(begin)

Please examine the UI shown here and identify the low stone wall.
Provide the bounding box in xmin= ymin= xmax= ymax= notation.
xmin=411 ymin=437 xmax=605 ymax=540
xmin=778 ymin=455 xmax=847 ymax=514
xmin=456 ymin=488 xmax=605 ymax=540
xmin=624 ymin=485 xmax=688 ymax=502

(end)

**STATED PROBLEM:** Can you render the items above as a two-column CSV with headers "prompt" and "boxes," one row per item? Put each item's text and its answer in a single quoted field, replacing line breaks with spaces.

**EXERCISE SOLUTION:**
prompt,boxes
"Please examine the UI shown here and identify the low stone wall. Provide the bounding box in xmin= ymin= xmax= ymax= notation.","xmin=411 ymin=437 xmax=605 ymax=540 xmin=778 ymin=455 xmax=847 ymax=514 xmin=456 ymin=488 xmax=605 ymax=540 xmin=624 ymin=485 xmax=688 ymax=502"